◆ Data extracted from a collection ◆
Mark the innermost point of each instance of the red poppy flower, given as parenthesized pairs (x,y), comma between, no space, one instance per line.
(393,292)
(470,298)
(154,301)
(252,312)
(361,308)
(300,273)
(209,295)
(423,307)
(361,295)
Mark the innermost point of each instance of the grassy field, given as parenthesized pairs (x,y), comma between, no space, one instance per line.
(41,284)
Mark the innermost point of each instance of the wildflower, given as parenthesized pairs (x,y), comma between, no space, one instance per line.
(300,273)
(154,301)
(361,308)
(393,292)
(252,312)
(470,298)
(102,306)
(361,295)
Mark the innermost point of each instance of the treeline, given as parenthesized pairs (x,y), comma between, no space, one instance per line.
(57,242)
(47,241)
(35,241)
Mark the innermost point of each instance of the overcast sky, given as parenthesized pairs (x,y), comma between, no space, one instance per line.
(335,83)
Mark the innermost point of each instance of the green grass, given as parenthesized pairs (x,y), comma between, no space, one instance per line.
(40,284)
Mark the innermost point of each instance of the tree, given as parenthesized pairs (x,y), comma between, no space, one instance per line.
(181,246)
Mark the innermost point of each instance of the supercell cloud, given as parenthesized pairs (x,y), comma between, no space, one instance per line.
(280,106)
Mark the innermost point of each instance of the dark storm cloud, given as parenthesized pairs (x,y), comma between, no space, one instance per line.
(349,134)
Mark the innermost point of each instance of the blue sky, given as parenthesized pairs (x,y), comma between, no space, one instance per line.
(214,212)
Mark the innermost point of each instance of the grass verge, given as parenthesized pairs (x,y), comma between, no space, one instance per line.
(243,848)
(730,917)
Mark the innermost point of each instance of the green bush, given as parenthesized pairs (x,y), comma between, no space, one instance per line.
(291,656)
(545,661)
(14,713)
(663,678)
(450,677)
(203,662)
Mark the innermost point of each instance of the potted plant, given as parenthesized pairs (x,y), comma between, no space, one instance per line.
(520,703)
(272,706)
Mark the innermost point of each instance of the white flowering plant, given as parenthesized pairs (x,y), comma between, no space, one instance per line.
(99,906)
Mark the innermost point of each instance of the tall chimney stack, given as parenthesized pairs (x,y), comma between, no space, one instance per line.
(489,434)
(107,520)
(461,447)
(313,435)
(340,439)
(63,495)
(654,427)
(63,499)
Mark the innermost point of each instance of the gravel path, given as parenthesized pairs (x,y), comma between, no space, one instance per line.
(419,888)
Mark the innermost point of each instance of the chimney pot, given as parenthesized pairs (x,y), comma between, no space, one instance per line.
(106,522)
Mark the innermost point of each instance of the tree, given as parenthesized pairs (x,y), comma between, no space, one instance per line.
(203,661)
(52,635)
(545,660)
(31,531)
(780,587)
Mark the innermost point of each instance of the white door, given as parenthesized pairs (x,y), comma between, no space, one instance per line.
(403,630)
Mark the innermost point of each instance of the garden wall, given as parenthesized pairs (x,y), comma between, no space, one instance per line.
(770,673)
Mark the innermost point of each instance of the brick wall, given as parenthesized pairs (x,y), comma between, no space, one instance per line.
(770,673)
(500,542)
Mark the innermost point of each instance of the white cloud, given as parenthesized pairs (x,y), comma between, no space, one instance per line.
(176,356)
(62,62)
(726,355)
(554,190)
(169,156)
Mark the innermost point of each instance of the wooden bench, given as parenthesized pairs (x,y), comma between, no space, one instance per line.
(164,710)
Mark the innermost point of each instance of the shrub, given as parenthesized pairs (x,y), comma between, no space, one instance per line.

◆ WHAT IS NEEDED ◆
Please return the span of lines above that opens with the one containing "white cloud, given" and closes with the final line, both included, exactly as written and nothing more.

◆ ANSWER SECTION ◆
Mark the innermost point of each instance of the white cloud, given as parenthesized pairs (x,y), comma between, no space, one instance per line.
(176,356)
(62,62)
(726,355)
(554,190)
(169,156)
Mark the innermost point of each instance of the wooden bench, given as parenthesized pairs (x,y), comma between, no space, one instance per line.
(164,710)
Mark the innermost point of each instance of the shrub, given as parenthesized pairs (x,y), comma between, no space, one instance per line.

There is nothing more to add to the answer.